Exercise description: Locate every line in the data below that contains the string "arched", and copy each such line in full.
## start Items
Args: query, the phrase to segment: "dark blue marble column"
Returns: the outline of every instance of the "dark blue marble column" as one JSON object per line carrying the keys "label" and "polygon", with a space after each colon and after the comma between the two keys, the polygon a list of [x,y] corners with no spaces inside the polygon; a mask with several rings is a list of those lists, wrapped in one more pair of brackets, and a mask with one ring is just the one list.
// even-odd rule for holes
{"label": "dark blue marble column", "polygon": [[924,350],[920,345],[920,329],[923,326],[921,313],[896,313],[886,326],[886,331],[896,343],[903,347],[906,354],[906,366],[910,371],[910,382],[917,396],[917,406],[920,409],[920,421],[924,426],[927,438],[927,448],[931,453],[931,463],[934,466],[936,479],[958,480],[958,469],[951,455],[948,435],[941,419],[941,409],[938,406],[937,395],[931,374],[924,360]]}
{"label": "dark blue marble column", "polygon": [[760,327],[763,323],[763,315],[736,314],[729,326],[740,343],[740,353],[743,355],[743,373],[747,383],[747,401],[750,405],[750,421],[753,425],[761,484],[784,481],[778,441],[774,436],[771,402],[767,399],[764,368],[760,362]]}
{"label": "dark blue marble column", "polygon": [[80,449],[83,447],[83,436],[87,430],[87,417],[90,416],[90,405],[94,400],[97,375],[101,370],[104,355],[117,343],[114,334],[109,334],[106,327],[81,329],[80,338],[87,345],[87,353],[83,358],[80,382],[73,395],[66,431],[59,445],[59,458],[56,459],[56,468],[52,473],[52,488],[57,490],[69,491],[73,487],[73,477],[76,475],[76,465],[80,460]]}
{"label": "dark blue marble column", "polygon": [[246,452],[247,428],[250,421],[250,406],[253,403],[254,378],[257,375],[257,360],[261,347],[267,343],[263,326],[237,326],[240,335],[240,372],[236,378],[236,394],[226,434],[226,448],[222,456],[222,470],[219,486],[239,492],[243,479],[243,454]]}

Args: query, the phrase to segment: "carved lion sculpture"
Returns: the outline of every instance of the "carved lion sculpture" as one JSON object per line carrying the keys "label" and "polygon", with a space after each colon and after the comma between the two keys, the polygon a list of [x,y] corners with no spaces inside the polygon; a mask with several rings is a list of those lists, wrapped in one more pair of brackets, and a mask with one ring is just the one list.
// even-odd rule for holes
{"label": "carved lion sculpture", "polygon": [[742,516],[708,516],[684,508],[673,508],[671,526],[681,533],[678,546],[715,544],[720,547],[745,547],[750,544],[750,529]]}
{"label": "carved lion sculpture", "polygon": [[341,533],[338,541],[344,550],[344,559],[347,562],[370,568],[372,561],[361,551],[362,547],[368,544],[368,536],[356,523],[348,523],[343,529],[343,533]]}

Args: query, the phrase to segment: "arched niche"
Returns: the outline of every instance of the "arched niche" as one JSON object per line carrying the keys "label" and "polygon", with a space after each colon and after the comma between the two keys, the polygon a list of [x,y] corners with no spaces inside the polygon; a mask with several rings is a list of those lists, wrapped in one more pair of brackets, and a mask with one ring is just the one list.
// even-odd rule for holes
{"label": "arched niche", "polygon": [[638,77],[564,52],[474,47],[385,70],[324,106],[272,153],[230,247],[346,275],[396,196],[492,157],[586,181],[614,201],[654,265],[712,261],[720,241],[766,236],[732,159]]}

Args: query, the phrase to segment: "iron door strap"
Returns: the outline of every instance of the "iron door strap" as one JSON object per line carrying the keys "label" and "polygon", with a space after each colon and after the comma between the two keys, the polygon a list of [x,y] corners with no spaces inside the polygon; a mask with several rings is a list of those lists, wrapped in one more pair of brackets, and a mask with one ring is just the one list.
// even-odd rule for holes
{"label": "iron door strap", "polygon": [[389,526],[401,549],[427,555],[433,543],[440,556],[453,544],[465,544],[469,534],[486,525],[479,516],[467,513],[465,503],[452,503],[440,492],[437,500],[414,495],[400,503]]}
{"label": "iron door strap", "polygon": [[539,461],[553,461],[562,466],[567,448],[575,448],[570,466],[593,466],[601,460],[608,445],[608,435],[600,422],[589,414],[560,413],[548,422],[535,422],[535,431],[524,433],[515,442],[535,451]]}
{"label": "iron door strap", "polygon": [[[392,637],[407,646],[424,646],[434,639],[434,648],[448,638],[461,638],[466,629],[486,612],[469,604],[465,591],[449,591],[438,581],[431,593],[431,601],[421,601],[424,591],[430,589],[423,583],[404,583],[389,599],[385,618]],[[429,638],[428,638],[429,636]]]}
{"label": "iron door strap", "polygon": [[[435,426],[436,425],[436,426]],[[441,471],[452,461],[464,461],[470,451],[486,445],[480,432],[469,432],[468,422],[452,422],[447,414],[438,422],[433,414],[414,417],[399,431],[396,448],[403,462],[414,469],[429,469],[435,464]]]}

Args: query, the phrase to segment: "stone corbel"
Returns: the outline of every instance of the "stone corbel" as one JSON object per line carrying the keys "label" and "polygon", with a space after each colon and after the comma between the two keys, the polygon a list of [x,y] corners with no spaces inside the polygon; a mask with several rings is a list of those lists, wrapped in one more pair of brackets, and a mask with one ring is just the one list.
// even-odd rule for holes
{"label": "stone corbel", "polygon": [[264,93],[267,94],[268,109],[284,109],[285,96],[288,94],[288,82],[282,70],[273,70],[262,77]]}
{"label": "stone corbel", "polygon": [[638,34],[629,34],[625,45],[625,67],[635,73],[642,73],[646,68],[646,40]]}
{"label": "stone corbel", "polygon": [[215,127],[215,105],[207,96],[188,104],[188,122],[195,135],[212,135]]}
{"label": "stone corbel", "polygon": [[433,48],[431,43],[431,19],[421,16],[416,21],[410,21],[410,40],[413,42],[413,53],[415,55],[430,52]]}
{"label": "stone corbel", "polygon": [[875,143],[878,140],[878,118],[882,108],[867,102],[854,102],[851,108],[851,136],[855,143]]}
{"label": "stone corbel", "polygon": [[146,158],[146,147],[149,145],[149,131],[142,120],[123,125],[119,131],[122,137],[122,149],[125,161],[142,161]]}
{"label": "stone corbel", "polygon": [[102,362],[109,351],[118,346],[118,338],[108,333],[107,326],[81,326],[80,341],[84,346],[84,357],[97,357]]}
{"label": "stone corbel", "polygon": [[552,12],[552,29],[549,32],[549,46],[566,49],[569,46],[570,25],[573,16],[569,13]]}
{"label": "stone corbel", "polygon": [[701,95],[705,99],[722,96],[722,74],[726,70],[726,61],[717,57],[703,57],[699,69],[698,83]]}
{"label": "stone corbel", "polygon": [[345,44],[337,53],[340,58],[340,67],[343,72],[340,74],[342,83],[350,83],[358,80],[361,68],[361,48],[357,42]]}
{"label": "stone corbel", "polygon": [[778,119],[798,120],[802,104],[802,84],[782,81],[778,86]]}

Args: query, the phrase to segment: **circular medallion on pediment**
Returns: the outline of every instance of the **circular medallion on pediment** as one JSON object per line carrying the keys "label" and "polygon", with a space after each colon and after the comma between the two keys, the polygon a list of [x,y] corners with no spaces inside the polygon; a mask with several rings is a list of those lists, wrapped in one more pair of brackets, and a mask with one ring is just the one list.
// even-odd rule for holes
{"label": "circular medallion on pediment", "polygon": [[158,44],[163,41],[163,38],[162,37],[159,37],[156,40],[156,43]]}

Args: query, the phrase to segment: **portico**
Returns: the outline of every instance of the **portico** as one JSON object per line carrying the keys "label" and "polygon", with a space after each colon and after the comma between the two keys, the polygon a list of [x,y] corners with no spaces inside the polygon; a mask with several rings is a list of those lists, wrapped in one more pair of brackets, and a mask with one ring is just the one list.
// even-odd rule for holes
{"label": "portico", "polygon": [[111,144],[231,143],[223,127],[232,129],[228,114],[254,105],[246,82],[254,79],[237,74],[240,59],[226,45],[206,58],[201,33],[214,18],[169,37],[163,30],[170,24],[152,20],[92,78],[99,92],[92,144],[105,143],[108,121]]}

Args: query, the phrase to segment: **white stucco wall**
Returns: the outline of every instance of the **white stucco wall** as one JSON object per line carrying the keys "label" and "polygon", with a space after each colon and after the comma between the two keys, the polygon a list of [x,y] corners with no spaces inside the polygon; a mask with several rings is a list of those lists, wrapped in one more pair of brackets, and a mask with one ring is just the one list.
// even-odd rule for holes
## end Items
## start Items
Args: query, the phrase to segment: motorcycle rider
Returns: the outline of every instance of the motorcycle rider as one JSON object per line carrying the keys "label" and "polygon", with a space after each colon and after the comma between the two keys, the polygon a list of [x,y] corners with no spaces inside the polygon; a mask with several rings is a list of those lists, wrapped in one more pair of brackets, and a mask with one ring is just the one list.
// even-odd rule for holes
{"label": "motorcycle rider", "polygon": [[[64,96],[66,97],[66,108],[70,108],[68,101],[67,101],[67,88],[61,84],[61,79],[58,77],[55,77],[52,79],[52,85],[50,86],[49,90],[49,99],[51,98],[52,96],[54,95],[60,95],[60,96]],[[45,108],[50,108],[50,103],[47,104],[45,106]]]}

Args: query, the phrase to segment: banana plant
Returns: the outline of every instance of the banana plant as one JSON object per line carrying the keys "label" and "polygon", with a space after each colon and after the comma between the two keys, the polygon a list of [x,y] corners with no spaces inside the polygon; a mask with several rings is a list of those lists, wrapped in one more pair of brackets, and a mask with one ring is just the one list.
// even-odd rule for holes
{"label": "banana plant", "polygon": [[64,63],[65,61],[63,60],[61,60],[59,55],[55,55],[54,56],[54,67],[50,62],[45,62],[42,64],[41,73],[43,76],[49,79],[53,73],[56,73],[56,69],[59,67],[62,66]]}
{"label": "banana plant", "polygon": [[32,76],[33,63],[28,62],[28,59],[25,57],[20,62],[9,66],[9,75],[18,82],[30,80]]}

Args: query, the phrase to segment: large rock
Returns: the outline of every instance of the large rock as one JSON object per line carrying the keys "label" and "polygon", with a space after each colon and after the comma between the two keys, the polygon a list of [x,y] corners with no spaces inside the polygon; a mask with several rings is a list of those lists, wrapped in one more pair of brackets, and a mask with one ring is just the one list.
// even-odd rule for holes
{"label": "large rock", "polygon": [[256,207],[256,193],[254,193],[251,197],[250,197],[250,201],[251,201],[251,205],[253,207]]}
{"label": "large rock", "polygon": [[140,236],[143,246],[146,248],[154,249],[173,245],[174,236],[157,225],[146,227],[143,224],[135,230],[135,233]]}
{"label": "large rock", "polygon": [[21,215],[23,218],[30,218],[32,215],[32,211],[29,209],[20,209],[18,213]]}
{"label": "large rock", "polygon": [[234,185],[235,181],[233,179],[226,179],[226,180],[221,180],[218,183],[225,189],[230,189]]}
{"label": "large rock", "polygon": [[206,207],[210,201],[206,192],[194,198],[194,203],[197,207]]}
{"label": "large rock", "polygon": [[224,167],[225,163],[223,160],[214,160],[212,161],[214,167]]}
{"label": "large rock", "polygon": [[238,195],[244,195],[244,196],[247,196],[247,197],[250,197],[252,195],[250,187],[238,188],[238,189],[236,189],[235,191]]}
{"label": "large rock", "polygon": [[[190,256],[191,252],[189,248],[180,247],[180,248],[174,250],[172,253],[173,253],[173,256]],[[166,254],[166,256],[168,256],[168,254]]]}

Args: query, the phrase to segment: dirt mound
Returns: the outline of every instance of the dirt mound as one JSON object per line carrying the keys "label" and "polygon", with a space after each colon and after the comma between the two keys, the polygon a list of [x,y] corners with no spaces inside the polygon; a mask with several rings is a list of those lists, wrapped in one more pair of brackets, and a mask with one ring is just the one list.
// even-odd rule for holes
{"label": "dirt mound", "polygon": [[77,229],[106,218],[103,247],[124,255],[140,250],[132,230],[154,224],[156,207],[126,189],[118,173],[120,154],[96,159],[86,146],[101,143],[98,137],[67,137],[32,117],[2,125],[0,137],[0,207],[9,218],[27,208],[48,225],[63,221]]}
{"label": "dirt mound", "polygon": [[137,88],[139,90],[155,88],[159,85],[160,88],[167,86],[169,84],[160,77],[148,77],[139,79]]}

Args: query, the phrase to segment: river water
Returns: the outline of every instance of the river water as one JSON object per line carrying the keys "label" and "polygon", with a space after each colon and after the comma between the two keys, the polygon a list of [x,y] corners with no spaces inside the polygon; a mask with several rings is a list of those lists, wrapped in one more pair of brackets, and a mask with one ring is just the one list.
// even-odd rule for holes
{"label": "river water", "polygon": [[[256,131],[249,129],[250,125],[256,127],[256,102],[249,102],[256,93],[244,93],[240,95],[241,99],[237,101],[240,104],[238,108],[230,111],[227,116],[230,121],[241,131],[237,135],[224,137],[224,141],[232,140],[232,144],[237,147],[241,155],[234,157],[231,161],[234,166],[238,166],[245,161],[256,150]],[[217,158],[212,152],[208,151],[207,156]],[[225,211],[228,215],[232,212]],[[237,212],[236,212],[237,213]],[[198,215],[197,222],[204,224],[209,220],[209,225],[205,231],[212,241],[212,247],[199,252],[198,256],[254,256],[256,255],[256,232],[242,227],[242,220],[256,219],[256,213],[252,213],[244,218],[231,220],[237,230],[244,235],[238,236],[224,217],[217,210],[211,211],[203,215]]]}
## end Items
Output:
Args: query, the phrase to segment: "arched niche"
Returns: the outline of every instance of the "arched niche" as one JSON object per line carrying the keys "label" and "polygon", with a space after each colon and after the comma between the two keys, the polygon a list of [x,y] corners with no spaces inside the polygon; a mask with several rings is a list of those lists, wrapped in one more pair of brackets, and a mask with one ring is just the one list.
{"label": "arched niche", "polygon": [[638,77],[564,52],[474,47],[385,70],[324,106],[272,153],[230,247],[346,275],[396,196],[492,157],[586,181],[614,201],[654,265],[712,261],[720,241],[766,236],[732,159]]}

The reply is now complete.